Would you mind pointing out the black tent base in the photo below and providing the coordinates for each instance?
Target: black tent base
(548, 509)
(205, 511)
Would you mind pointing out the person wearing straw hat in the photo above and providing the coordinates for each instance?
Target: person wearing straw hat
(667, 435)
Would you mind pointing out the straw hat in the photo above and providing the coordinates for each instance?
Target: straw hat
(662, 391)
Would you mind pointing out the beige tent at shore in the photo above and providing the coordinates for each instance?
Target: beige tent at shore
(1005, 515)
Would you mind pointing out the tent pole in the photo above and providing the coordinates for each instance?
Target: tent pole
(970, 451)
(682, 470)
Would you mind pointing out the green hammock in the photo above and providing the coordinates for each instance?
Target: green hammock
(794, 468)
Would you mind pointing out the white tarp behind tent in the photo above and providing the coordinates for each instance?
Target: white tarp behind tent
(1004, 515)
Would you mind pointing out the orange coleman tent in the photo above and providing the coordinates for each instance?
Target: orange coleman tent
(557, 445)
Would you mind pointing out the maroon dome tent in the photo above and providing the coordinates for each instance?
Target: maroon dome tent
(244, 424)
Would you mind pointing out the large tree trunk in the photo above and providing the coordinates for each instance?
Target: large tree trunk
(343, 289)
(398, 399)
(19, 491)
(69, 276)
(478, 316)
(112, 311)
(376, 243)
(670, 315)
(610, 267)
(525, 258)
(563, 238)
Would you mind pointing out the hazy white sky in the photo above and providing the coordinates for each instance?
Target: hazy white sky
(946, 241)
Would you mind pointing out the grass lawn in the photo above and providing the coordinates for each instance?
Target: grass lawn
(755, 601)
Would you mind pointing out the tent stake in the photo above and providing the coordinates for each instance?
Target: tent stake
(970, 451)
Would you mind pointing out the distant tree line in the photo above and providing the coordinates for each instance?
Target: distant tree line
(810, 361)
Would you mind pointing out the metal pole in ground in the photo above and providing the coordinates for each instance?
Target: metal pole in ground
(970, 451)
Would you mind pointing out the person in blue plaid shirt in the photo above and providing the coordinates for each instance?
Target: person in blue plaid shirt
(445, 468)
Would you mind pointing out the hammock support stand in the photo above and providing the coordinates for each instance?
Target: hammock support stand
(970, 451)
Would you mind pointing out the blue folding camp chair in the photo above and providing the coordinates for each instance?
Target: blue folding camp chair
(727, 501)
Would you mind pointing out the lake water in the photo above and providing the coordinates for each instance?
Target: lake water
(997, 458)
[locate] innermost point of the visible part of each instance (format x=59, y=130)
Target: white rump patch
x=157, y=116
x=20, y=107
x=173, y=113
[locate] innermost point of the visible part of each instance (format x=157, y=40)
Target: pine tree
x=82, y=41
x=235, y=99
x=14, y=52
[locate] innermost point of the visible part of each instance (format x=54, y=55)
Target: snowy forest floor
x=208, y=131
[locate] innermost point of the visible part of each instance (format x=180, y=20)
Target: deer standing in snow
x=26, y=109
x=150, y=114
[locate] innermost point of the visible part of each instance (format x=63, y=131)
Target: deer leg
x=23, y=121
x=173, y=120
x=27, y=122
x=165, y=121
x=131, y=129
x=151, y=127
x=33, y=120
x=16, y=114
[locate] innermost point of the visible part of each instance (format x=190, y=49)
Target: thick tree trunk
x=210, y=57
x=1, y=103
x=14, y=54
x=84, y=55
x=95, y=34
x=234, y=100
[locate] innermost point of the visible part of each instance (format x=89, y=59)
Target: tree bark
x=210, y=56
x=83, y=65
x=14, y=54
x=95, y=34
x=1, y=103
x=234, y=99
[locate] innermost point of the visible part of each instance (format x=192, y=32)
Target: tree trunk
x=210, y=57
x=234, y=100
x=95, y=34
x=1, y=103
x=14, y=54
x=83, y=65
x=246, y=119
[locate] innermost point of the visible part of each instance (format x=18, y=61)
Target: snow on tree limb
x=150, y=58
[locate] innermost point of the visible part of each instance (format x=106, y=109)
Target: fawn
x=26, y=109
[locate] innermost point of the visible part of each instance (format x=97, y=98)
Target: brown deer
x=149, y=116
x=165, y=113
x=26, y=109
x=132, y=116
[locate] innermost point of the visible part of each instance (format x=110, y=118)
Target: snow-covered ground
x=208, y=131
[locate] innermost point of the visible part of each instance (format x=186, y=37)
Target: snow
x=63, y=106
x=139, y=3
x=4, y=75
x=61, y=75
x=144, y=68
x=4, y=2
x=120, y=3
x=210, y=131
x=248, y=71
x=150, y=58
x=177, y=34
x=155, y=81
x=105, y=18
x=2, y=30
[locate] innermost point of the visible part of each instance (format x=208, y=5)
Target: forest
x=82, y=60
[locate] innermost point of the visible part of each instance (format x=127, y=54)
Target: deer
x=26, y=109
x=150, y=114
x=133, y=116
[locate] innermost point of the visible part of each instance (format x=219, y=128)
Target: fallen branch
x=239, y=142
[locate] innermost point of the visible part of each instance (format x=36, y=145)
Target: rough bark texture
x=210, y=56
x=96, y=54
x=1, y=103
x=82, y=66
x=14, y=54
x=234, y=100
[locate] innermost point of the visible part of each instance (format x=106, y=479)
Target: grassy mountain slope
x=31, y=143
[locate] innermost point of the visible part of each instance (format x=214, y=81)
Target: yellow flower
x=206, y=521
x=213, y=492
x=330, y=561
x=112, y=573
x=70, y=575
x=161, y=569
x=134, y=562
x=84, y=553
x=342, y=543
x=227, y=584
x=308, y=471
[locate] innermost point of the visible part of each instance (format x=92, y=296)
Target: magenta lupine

◇ ◇ ◇

### [PROBLEM DETAILS]
Could you reproduce all of the entries exactly as they appear?

### [WORKED SOLUTION]
Would you mind pointing out the black tent base in the photo below and providing the coordinates for each instance?
Target: black tent base
(548, 509)
(205, 511)
Would you mind pointing out the person wearing straw hat in the photo above and providing the coordinates for each instance?
Target: person wearing straw hat
(667, 435)
Would you mind pointing out the straw hat in the photo above and providing the coordinates for each instance?
Target: straw hat
(662, 391)
Would you mind pointing out the beige tent at shore in the photo above and providing the coordinates for each instance?
Target: beige tent at shore
(1005, 515)
Would you mind pointing out the tent pole in the photo above and providing the coordinates for each instance?
Target: tent pole
(970, 451)
(682, 470)
Would you mind pointing out the green hammock in the photo above and providing the coordinates for each instance?
Target: green hammock
(794, 468)
Would you mind pointing out the white tarp behind tent in the photo above and providing the coordinates for each instance?
Target: white tarp behind tent
(1004, 515)
Would you mind pointing out the orange coleman tent in the photo above and providing the coordinates for each instance?
Target: orange coleman tent
(557, 445)
Would you mind pointing out the maroon dome tent in the photo above and providing the coordinates for each instance?
Target: maroon dome tent
(244, 424)
Would you mind pointing out the large tree trunk in the photo above and providing the coordinates for each instance?
Target: large tree trunk
(343, 289)
(398, 399)
(19, 491)
(69, 276)
(478, 316)
(112, 311)
(376, 243)
(670, 315)
(610, 267)
(525, 258)
(563, 238)
Would you mind pointing out the hazy white sky in the photo above and providing the coordinates for each instance?
Target: hazy white sky
(946, 241)
Would you mind pointing out the grass lawn in the photo above and providing the coordinates for each instance?
Target: grass lawn
(755, 601)
Would you mind pointing out the tent stake in the photo above and providing the coordinates for each instance?
Target: tent stake
(970, 451)
Would you mind pointing out the distant tree line in the photo above and providing the coordinates for each instance?
Target: distant tree line
(810, 361)
Would you mind pointing out the metal pole in ground in the photo above and providing the coordinates for each instance?
Target: metal pole in ground
(970, 451)
Would you mind pointing out the person in blue plaid shirt in the photo above and providing the coordinates for each instance?
Target: person in blue plaid shirt
(445, 468)
Would you mind pointing out the hammock support stand in the photo above and providing the coordinates for each instance?
Target: hammock support stand
(970, 451)
Would you mind pointing out the blue folding camp chair in the photo above and providing the coordinates for each instance?
Target: blue folding camp chair
(727, 501)
Would you mind pointing out the lake water in the photo above and providing the coordinates for each instance?
Target: lake water
(997, 458)
[locate] innermost point of the visible part of each instance (format x=59, y=130)
Target: white rump patch
x=157, y=116
x=20, y=107
x=173, y=113
[locate] innermost point of the visible part of each instance (format x=157, y=40)
Target: pine tree
x=82, y=41
x=235, y=99
x=14, y=52
[locate] innermost point of the visible part of each instance (format x=54, y=55)
Target: snowy forest floor
x=208, y=131
[locate] innermost point of the visible part of each instance (format x=180, y=20)
Target: deer standing in snow
x=26, y=109
x=150, y=114
[locate] innermost point of the visible part of each instance (format x=63, y=131)
Target: deer leg
x=23, y=121
x=173, y=120
x=27, y=122
x=165, y=121
x=131, y=129
x=151, y=127
x=33, y=120
x=16, y=114
[locate] innermost point of the visible part of each instance (format x=190, y=49)
Target: thick tree trunk
x=210, y=57
x=1, y=103
x=14, y=54
x=84, y=55
x=95, y=34
x=234, y=100
[locate] innermost point of the visible part of each instance (format x=89, y=59)
Target: tree bark
x=210, y=56
x=83, y=65
x=14, y=54
x=95, y=34
x=1, y=103
x=234, y=99
[locate] innermost point of the visible part of each instance (format x=192, y=32)
Target: tree trunk
x=210, y=57
x=234, y=100
x=95, y=34
x=1, y=103
x=14, y=54
x=83, y=65
x=246, y=119
[locate] innermost point of the visible part of each instance (format x=18, y=61)
Target: snow on tree limb
x=150, y=58
[locate] innermost point of the visible part of each instance (format x=106, y=109)
Target: fawn
x=26, y=109
[locate] innermost point of the visible part of each instance (format x=97, y=98)
Target: brown deer
x=149, y=116
x=165, y=113
x=26, y=109
x=132, y=116
[locate] innermost point of the visible part of each instance (format x=110, y=118)
Target: snow-covered ground
x=208, y=131
[locate] innermost point of the visible part of each instance (format x=186, y=37)
Target: snow
x=63, y=106
x=139, y=3
x=4, y=75
x=61, y=75
x=144, y=68
x=4, y=2
x=120, y=3
x=210, y=131
x=248, y=71
x=150, y=58
x=177, y=34
x=155, y=81
x=105, y=18
x=2, y=30
[locate] innermost point of the visible part of each instance (format x=208, y=5)
Target: forest
x=82, y=60
[locate] innermost point of the visible part of each instance (format x=127, y=54)
Target: deer
x=26, y=109
x=150, y=114
x=133, y=116
[locate] innermost point of the visible part of each instance (format x=219, y=128)
Target: fallen branch
x=239, y=142
[locate] innermost point of the visible part of each instance (format x=36, y=145)
Target: rough bark texture
x=210, y=56
x=96, y=54
x=1, y=103
x=82, y=66
x=14, y=54
x=234, y=100
[locate] innermost point of the visible part of each instance (format x=106, y=479)
Target: grassy mountain slope
x=31, y=143
[locate] innermost point of the visible part of each instance (format x=214, y=81)
Target: yellow flower
x=206, y=521
x=213, y=492
x=330, y=561
x=112, y=573
x=70, y=575
x=161, y=569
x=134, y=562
x=84, y=553
x=342, y=543
x=227, y=584
x=308, y=471
[locate] innermost point of the visible part of each instance (format x=92, y=296)
Target: magenta lupine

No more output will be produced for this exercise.